_EXCERTO DO DOCUMENTO_
Ligada a esta, a ideia de indispensabilidade de todos os órgãos da sociedade e, logo, da impossibilidade de um poder político «simples», «puro», não partilhado. Tão monstruoso como um corpo que se reduzisse à cabeça, seria uma sociedade, em que todo o poder estivesse concentrado no soberano. O Poder era, por natureza, repartido; e, numa sociedade bem governada, esta partilha natural deveria traduzir-se na autonomia político-jurídica (iurisdictio) dos corpos sociais, embora esta autonomia não devesse destruir a sua articulação natural (cohaerentia, ordo, dispositio naturae) — entre a cabeça e a mão deve existir o ombro e o braço, entre o soberano e os oficiais executivos devem existir instâncias intermédias. A função da cabeça (caput) não é, pois, a de destruir a autonomia de cada corpo social (partium corporis operatio propria), mas a de, por um lado, representar externamente a unidade do corpo e, por outro, manter a harmonia entre todos os seus membros, atribuindo a cada um aquilo que lhe é próprio (ius suum cuique tribuendi), garantindo a cada qual o seu estatuto («foro», «direito», «privilégio»); numa palavra, realizando a justiça. E assim é que a realização da justiça — finalidade que os juristas e politólogos tardomedievais e primomodernos consideram como o primeiro ou até o único fim do poder político — se acaba por confundir com a manutenção da ordem social e política objectivamente estabelecida. (…)

O paradigma individualista

Embora se lhe possam encontrar antecedentes mais recuados (oposição entre estóicos e aristotélicos, entre agustinianismo e tomismo), a genealogia mais directa do paradigma individualista deve buscar-se na escolástica franciscana quatrocentista (Duns Scotto, 1266-1308, e Guilherme d’Occam, 1300-c. 1350). É com ela — e com uma célebre querela filosófica, a questão «dos universais» — que se põe em dúvida se não é legítimo, na compreensão da sociedade, partir do indivíduo e não dos grupos. Na verdade, passou a entender-se que aqueles atributos ou qualidades que se predicam dos indivíduos (ser pater familias, ser escolar, ser plebeu) e que descrevem as relações sociais em que estes estão integrados não são qualidades incorporadas na sua essência, não são «coisas» sem a consideração das quais a sua natureza não pudesse ser integralmente apreendida — como queriam os «realistas». Antes sendo meros «nomes», externos à essência, e que, portanto, podem ser deixados de lado na consideração desta. Se o fizermos, obtemos uma série de indivíduos «nus», incaracterísticos, intermutáveis, abstractos, «gerais», iguais. Verdadeiros átomos de uma sociedade que, esquecidas as tais «qualidades» tornadas descartáveis, podia também ser esquecida na teoria social e política.

Estava quase criado, por esta discussão aparentemente tão abstracta, um modelo intelectual que iria presidir a toda a reflexão social durante, pelo menos, os dois últimos séculos — o indivíduo, abstracto e igual —, ao mesmo tempo que desapareciam do proscénio as «pessoas concretas», ligadas essencialmente umas às outras por vínculos naturais e, com elas, desapareciam os grupos e a sociedade.

_OBJETIVO 1_
Indica se cada uma das afirmações seguintes está de acordo com o excerto do documento, respondendo sim ou não e citando as palavras do texto que o decidem. (a) A função da cabeça é destruir a autonomia de cada corpo social. (b) A genealogia mais directa do paradigma individualista encontra-se na escolástica franciscana. (c) Uma sociedade com todo o poder concentrado no soberano é comparada a um corpo reduzido à cabeça.
_OBJETIVO 2_
Continua o excerto do documento, escrevendo o que vem a seguir à última frase apresentada.

_DADOS REGISTADOS_
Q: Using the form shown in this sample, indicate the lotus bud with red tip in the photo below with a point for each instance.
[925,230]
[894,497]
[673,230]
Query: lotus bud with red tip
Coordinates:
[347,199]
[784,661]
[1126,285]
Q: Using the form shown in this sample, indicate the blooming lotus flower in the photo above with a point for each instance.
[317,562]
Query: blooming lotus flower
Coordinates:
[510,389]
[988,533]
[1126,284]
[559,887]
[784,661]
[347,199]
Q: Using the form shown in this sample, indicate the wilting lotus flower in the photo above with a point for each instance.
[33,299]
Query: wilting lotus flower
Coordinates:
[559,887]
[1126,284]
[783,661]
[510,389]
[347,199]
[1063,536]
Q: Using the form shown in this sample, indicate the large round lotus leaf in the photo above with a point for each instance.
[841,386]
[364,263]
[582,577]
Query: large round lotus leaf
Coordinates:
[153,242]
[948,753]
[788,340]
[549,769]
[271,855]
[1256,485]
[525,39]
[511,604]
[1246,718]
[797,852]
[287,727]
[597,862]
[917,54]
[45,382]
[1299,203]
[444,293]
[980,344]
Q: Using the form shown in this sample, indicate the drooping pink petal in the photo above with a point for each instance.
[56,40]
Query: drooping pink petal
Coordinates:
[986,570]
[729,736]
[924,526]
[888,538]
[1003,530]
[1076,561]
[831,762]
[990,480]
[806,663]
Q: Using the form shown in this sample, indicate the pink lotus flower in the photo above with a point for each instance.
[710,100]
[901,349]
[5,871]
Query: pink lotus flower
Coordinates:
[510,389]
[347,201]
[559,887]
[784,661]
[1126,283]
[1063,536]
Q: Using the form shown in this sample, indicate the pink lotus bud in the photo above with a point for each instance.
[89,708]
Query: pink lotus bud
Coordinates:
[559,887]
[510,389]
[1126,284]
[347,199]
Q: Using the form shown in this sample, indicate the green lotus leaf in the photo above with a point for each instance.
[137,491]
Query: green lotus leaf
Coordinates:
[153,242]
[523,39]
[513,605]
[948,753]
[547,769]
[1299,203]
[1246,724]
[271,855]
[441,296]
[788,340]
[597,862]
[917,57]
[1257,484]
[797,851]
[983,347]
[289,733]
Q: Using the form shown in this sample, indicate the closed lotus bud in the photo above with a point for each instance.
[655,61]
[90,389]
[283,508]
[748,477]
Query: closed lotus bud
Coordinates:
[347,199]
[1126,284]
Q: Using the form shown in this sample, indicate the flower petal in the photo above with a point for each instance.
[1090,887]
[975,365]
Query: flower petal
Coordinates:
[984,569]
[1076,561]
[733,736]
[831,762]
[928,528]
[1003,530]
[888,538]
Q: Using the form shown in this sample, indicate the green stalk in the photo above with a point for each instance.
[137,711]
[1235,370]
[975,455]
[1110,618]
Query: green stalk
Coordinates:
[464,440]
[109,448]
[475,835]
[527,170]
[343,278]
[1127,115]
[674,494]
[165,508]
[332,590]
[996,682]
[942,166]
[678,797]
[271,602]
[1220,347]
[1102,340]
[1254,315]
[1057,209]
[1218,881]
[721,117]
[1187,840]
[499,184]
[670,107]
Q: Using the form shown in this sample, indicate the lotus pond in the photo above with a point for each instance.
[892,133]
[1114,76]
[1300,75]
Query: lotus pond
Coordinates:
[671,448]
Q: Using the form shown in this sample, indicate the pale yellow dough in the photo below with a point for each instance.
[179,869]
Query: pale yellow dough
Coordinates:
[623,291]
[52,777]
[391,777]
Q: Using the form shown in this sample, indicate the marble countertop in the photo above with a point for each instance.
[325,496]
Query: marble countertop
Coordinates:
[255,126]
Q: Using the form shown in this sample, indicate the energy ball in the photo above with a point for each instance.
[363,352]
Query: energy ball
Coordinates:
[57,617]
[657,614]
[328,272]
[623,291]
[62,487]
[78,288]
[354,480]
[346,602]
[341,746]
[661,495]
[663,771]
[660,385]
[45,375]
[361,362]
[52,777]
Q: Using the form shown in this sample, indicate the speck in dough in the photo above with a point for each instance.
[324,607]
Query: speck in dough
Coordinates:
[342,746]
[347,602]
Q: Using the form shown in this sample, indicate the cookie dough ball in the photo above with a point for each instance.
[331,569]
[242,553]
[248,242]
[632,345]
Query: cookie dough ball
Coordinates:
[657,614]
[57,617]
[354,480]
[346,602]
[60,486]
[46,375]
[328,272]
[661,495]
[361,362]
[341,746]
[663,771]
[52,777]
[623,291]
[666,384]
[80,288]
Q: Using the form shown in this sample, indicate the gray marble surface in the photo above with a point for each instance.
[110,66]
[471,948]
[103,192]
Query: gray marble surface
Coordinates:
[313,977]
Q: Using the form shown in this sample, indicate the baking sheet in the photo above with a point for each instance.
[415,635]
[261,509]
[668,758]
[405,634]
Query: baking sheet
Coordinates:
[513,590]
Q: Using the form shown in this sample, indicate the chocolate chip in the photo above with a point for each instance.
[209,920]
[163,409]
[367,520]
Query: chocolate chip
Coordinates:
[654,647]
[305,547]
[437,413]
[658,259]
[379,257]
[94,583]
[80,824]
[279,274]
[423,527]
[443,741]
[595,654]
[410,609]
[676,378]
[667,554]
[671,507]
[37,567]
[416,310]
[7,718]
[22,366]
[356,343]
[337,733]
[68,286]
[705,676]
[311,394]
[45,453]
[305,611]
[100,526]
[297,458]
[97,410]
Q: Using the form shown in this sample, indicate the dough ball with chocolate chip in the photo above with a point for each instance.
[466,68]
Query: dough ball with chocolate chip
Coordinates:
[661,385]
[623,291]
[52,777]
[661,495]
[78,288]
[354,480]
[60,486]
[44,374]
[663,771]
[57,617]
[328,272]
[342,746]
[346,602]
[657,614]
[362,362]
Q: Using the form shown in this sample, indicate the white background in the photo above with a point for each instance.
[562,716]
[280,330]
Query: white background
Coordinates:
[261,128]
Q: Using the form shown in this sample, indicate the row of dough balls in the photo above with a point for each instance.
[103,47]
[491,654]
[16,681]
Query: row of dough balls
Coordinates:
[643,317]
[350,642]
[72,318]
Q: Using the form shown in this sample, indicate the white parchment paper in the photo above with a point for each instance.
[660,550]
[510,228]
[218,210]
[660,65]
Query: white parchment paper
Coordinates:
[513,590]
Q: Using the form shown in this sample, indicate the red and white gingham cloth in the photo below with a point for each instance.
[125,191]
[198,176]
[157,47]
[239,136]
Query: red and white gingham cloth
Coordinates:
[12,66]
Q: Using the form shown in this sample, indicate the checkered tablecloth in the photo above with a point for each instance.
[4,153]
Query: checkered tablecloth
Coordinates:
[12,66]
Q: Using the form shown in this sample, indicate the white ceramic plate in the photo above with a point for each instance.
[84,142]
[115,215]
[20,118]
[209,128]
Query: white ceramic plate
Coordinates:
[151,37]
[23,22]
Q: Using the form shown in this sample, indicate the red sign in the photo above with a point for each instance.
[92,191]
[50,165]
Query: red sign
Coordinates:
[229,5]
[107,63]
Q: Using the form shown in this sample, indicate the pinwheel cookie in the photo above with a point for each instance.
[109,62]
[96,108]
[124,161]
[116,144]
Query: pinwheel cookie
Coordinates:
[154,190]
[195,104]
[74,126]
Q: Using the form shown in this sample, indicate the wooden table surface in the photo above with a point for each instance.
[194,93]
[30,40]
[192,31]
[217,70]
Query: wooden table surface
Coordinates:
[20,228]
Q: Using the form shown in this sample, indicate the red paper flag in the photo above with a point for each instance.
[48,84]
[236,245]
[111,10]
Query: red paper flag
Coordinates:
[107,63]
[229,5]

_RESPOSTA ESPERADA 1_
(a) Não: «A função da cabeça (caput) não é, pois, a de destruir a autonomia de cada corpo social (partium corporis operatio propria)».
(b) Sim: «a genealogia mais directa do paradigma individualista deve buscar-se na escolástica franciscana quatrocentista».
(c) Sim: «Tão monstruoso como um corpo que se reduzisse à cabeça, seria uma sociedade, em que todo o poder estivesse concentrado no soberano».

_RESPOSTA ESPERADA 2_
Para se completar a revolução intelectual da teoria política moderna só faltava desligar a sociedade de qualquer realidade metafísica, laicizando a teoria social e libertando o indivíduo de quaisquer limitações transcendentes. Essa revolução levou-a a cabo um novo entendimento das relações entre o Criador e as criaturas. A teologia tomista, sobretudo através da «teoria das causas segundas» — ao insistir na relativa autonomia e estabilidade da ordem da criação (das «causas segundas» em relação ao Criador, a «causa primeira») — garantira uma certa autonomia da Natureza em face da graça e, consequentemente, do saber temporal em face da fé. Mas foi, paradoxalmente, uma recaída no fideísmo, na concepção de urna completa dependência do homem e do Mundo em relação à vontade absoluta e livre de Deus. que levou a uma plena laicização da teoria social. Se Deus se move por «impulsos» (teoria do impetus, de raiz estóica), se os seus desígnios são insondáveis, não resta outro remédio senão tentar compreender (racionalmente ou por observação empírica) a ordem do Mundo nas suas manifestações puramente externas, como se Deus não existisse, separando rigorosamente as verdades da fé das aquisições intelectuais. É justamente esta laicização da teoria social — levada a cabo pelo pensamento jurídico e político desde H. Grócio a Hobbes — que a liberta de todas as anteriores hipotecas à teologia moral, do mesmo passo que liberta os indivíduos de todos os vínculos em relação a outra coisa que não sejam as suas evidências racionais e os seus impulsos naturais, reconhecidos por uma longa tradição antropológica de raiz estóica (…)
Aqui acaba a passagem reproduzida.